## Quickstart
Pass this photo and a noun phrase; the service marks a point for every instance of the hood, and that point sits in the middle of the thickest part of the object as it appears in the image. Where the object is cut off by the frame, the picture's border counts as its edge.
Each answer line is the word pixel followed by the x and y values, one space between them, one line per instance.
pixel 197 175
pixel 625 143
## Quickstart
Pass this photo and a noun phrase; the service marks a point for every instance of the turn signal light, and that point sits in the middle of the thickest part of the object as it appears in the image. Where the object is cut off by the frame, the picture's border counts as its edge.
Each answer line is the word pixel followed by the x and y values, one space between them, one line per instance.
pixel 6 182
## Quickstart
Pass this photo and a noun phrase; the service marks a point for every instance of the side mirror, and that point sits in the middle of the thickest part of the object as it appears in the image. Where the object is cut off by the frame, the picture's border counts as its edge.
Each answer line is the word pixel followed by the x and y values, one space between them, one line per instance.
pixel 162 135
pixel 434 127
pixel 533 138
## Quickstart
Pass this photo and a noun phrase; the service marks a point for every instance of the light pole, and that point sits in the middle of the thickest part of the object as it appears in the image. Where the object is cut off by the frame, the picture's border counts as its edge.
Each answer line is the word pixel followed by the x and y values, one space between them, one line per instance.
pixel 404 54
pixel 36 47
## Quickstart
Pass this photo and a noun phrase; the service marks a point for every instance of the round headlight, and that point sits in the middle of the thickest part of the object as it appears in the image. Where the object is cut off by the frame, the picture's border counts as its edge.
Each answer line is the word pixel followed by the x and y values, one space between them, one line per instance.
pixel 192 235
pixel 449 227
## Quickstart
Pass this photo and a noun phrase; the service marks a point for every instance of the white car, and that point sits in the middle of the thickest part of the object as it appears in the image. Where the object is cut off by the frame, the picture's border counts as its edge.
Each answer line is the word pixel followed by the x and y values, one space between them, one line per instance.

=====

> [TASK STATEMENT]: Reproduce every line of the listing above word for word, changing nothing.

> [ANSWER BELOW]:
## Quickstart
Pass this photo and a noun phrase; the service marks a point for every instance of the hood, and that point sits in the middle of the thickest part of the object as it appears in the image. Where the object is cut off by the frame, the picture's border counts as its edge.
Each answer line is the word pixel followed by the x and y values, one space between them, one line per instance.
pixel 197 175
pixel 625 143
## Quickstart
Pass this photo and a noun phrase; the service marks a point for every instance of the turn signal light, and that point sits in the middle of the thickest part of the object as it appears in the image. Where the object is cut off by the frame, the picture's border counts as its edge.
Each answer line is the word pixel followed by the x and y values, one space between them, one line per instance.
pixel 6 182
## Quickstart
Pass this photo and a noun phrase; the service marks a point for every instance of the side mirror, and that point sits in the middle of the thickest part of the object as it appears in the image. Where the object is cut off by the frame, the picture's border counts as its edge.
Each answer line is the word pixel followed by the x and y values, one space between them, one line per instance.
pixel 162 135
pixel 434 127
pixel 533 138
## Quickstart
Pass this photo and a noun phrase; the service marks a point for every instance of the light pole, and that point sits in the middle of the thickest part of the object as it appears in the image. Where the object is cut off by the frame, the picture's border counts as its edge.
Each answer line is the word pixel followed by the x and y values, one space between them, one line per instance.
pixel 404 54
pixel 36 47
## Quickstart
Pass this photo and a noun phrase; the service marks a point for every instance of the round headlight, and that point sits in the middle of the thickest part of the object as it appears in the image. Where the object is cut off by the frame, the picture's border counts as its edge.
Each answer line is the word pixel followed by the x and y values, one space between them, one line per instance.
pixel 192 235
pixel 449 227
## Quickstart
Pass this photo and a noun phrase; the service marks a point for every instance of the white car, and that point sits in the middle of the thickest part of the object as it appears in the image. Where the object is cut off by the frame, the picture's border counts as its edge.
Each answer line is the word pixel followed by the x and y values, one space between them, one line per instance.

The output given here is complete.